- _Exercise objective_
Lay out the part of the listing from the line with "the turtle head" to the line with "<point>340,290</point>" as a two-column CSV with the headers input and output. Give one row per entry, with its text under input and its reply under output, each in a single quoted field with any line breaks replaced by spaces.

(Excerpts from point annotation listing)
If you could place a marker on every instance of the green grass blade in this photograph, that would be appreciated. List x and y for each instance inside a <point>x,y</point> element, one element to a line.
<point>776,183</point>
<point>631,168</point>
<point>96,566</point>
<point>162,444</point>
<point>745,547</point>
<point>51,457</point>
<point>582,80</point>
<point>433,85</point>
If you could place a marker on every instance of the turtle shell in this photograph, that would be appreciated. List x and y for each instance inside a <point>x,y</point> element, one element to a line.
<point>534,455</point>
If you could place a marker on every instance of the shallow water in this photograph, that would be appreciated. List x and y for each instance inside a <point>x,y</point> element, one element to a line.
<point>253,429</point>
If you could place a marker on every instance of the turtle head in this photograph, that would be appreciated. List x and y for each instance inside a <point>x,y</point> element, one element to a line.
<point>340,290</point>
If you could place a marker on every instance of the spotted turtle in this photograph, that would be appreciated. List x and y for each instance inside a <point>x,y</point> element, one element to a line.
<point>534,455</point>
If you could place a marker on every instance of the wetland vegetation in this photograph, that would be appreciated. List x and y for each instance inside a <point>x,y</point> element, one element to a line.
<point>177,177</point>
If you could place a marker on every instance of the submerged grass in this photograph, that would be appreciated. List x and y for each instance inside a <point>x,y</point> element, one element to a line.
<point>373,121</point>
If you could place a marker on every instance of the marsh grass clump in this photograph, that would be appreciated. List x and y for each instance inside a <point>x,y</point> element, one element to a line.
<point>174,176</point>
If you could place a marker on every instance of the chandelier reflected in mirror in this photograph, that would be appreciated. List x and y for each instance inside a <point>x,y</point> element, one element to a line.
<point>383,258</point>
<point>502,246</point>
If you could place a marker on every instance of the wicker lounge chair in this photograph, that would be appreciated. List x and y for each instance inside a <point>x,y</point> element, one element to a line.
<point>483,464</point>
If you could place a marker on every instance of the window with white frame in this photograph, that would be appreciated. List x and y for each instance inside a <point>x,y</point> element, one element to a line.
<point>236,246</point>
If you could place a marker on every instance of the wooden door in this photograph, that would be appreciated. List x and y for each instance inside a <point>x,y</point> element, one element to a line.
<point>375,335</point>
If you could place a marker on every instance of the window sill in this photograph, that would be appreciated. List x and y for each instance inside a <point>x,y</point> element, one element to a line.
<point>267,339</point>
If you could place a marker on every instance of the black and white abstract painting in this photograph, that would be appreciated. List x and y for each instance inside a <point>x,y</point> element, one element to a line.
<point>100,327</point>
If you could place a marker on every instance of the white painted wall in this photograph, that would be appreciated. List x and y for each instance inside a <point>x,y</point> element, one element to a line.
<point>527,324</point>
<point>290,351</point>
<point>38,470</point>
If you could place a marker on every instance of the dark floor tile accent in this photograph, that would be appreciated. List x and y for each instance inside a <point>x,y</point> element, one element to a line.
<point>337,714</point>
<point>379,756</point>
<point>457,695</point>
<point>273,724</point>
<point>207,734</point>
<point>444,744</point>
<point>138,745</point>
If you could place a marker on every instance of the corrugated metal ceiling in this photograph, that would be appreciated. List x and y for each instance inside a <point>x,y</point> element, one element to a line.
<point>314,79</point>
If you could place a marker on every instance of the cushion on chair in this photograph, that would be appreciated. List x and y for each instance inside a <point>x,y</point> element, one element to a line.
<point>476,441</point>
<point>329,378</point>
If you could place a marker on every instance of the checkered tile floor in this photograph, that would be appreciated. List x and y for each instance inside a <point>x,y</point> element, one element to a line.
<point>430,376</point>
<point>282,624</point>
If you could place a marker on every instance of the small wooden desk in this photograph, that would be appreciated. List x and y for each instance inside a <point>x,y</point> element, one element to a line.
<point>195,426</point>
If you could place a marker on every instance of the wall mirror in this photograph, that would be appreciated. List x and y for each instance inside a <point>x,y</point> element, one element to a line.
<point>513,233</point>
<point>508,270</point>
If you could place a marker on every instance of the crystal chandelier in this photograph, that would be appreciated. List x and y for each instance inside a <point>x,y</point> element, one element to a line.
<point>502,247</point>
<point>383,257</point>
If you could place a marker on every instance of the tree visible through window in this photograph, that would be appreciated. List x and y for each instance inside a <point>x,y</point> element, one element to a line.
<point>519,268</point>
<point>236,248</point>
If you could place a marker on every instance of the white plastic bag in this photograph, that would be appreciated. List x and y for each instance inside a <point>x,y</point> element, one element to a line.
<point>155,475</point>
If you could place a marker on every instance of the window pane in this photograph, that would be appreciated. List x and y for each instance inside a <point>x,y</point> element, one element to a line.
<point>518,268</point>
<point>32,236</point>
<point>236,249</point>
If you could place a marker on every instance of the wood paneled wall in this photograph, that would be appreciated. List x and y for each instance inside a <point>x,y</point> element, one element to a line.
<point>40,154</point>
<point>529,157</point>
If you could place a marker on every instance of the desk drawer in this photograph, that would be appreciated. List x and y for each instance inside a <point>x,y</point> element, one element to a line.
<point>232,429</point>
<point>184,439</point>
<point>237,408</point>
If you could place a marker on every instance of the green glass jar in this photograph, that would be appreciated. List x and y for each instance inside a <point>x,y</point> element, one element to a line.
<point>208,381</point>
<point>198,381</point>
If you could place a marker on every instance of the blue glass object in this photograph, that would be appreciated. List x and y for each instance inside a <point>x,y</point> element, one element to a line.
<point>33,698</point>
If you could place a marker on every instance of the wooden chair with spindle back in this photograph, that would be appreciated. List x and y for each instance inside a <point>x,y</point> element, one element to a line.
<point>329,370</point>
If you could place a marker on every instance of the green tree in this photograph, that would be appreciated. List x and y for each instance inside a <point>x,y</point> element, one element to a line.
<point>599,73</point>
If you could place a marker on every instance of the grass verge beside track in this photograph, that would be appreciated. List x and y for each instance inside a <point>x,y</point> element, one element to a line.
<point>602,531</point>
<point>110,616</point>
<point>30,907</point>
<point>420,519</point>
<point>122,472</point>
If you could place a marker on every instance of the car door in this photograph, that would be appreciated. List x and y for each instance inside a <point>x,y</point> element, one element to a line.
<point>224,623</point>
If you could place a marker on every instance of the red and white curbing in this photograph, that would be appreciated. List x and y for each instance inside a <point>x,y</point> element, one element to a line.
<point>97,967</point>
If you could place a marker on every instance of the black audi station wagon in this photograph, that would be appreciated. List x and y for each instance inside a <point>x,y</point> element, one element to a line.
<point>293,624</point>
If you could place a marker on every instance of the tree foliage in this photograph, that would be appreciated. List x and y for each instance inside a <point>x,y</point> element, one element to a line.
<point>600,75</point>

- _Answer for the task_
input,output
"If you could place a marker on every instance of the turtle head in this photograph, that would be appreciated. List x and y for each instance inside a <point>x,y</point> element, one element to a line.","<point>340,290</point>"